Prevents Alzheimer's, which is about as mushy as an aging brain can get, save blunt force trauma or a microwave.

Nicotine and caffeine also help prevent Alzheimers.
posted by delmoi at 6:08 PM on December 21, 2008


Prevents Alzheimer's, which is about as mushy as an aging brain can get, save blunt force trauma or a microwave.

Nicotine and caffeine also help prevent Alzheimers.


Right, a daily regimen of weed, coffee and cigarettes for mental health it is.

To be serious, physical exercise has a demonstrated benefit of helping to preserve mental function. So exercise your body as well as your mind. And go easy on the merlot.
posted by nanojath at 7:52 PM on December 21, 2008 [2 favorites]


Healthy living's great for the brain but real brain exercise in the form of learning, preferably in a class, keeps things sharper. Take a course.
posted by airplain at 7:57 PM on December 21, 2008


What my coffee drinking, weed-smoking, and nicotine patch wearing peeps on here neglect to report is that their answers are based on correlation studies or studies which use artificial active ingredients to try to replicate a substance (marijuana). None of those 3 things has been demonstrated to PREVENT anything you are trying to avoid...regardless of their language.

If you want a new dependency at that time in your life, by all means pick up one or all three of those habits.

If you want to use your brain like you did ten years ago, you should follow the advice of some of the more verbose people on here:

socialize, learn, play, and exercise.

Good luck.
posted by hal_c_on at 8:33 AM on December 22, 2008


I agree that social connections are the key. My socially involved, outgoing grandmother was sharp as a tack until she died. My stepfather is 71, still works, volunteers regularly, takes dancing classes, and goes to the theater with my mother. He can engage you in conversation on almost any topic.

My reclusive grandparents, whose only apparent hobby is watching TV, are dumb as rocks.
posted by desjardins at 9:13 AM on December 22, 2008


Sadly, if you believe it's turning forty that causes mushy brain, it already has.
posted by dinger at 10:39 AM on December 22, 2008


What dinger said.

I recommend a book called Aged by Culture by Margaret Gullette. She points out that our entire culture tells us that 40 (which is still young, by the way) is the beginning of the downhill slide. That's a myth perpetuated by the advertising industry. They want us to feel like crap and buy all their useless shit that supposedly staves off aging.

If you think your memory lapses are the result of turning 40, it's probably because you've been trained to interpret them that way.
####
▶ Task details: Continue the forum discussion about keeping the mind sharp after forty, picking up right after its final sentence.
####
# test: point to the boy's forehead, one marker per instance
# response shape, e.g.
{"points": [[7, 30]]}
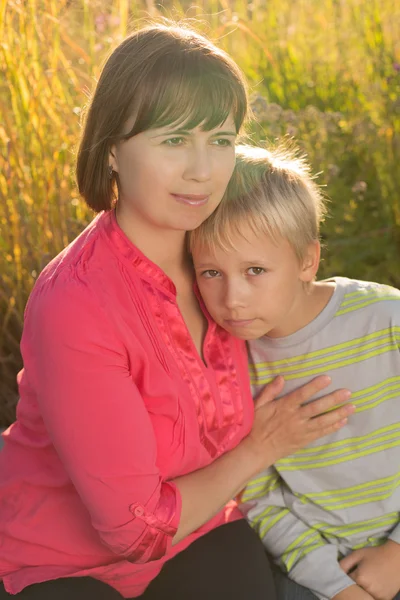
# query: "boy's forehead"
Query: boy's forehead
{"points": [[244, 246]]}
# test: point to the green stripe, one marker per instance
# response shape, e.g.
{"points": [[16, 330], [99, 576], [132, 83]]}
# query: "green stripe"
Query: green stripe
{"points": [[349, 442], [331, 362], [340, 460], [336, 348], [362, 305]]}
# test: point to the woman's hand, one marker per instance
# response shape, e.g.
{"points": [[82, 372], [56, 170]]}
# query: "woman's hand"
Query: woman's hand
{"points": [[285, 425]]}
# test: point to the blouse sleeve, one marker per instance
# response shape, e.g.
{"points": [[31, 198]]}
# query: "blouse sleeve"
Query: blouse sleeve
{"points": [[97, 420]]}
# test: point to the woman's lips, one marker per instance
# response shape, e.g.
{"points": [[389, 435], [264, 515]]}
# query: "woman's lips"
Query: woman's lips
{"points": [[191, 199]]}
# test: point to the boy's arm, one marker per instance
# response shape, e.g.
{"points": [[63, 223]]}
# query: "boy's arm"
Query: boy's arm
{"points": [[298, 549]]}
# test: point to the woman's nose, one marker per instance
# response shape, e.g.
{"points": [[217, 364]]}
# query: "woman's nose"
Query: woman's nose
{"points": [[199, 166]]}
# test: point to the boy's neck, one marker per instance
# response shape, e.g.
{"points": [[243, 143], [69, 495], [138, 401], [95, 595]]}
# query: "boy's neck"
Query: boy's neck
{"points": [[311, 304]]}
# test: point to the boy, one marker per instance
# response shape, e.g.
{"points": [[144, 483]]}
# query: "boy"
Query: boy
{"points": [[329, 515]]}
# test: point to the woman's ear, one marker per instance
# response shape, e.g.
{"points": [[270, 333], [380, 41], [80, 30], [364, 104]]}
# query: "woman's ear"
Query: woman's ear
{"points": [[311, 262], [112, 158]]}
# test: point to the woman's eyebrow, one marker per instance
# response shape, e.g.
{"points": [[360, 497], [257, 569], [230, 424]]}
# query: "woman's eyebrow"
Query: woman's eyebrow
{"points": [[190, 132]]}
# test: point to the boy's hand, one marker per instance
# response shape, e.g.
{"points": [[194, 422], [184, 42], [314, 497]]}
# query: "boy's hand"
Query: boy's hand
{"points": [[353, 592], [376, 570]]}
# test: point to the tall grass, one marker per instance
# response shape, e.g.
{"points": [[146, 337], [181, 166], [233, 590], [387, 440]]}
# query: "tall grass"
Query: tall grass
{"points": [[327, 73]]}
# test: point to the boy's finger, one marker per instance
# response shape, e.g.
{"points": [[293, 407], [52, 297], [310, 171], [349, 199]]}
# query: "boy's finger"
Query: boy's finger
{"points": [[304, 393], [328, 403]]}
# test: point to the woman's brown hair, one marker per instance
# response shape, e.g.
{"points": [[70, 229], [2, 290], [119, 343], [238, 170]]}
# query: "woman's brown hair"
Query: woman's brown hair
{"points": [[162, 75]]}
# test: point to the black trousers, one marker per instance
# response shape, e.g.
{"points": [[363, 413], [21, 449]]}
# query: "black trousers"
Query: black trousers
{"points": [[228, 562]]}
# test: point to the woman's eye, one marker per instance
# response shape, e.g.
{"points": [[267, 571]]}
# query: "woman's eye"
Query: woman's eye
{"points": [[223, 142], [177, 141], [256, 271], [210, 274]]}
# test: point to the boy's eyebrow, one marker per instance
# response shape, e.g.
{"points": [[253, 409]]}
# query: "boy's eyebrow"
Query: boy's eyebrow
{"points": [[189, 132]]}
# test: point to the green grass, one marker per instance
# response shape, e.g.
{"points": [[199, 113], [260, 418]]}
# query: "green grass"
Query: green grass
{"points": [[327, 73]]}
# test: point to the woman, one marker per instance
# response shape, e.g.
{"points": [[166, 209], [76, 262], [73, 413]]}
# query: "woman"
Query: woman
####
▶ Answer section:
When I was in my 20s, people called me a "ditz" or "spacey" because I'd forget things and be inattentive. This was a result of anxiety. Now that I'm 41, I rarely notice it happening and I feel I'm only getting smarter with the years.

But if I still had those dingbat moments, and had been socialized to believe the age myths (which thanks to my wonderful 67-years-young Mum, I wasn't), I'd probably think they were from turning 40 and not from being a space cadet or having ADD or whatever excuse I had back then.

It's like the 20-year-old who goes to the gym and aches the next morning thinking "it's because I had a good workout" vs. the 40-year-old who does the same and feels the same and thinks "it's because I'm getting old."

When people in my age range call themselves "old," or even "middle-aged," or joke about senior moments and memory lapses and all that shit, I always just do a double take. I mean, are you serious? Because if we live to be 80 now, that means we are old for half our lives, and that just isn't logical.

If you're having serious memory lapses at 40, it's not "just normal aging!"

And the same goes for other body-mind-breakdown stuff. More often than not, stuff we assume is naturally age-related is lifestyle-related. Don't sweat it and stay away from those toxic messages in the media.
posted by xenophile at 12:44 PM on December 22, 2008 [1 favorite]


Keep up with technology -- I notice that older people who don't tend to be left behind socially, politically, educationally, etc. Can you imagine what your life would be like if you didn't know how to use the internet? So whatever the next thing is (and the thing after that, and after that, etc.), learn it and use it.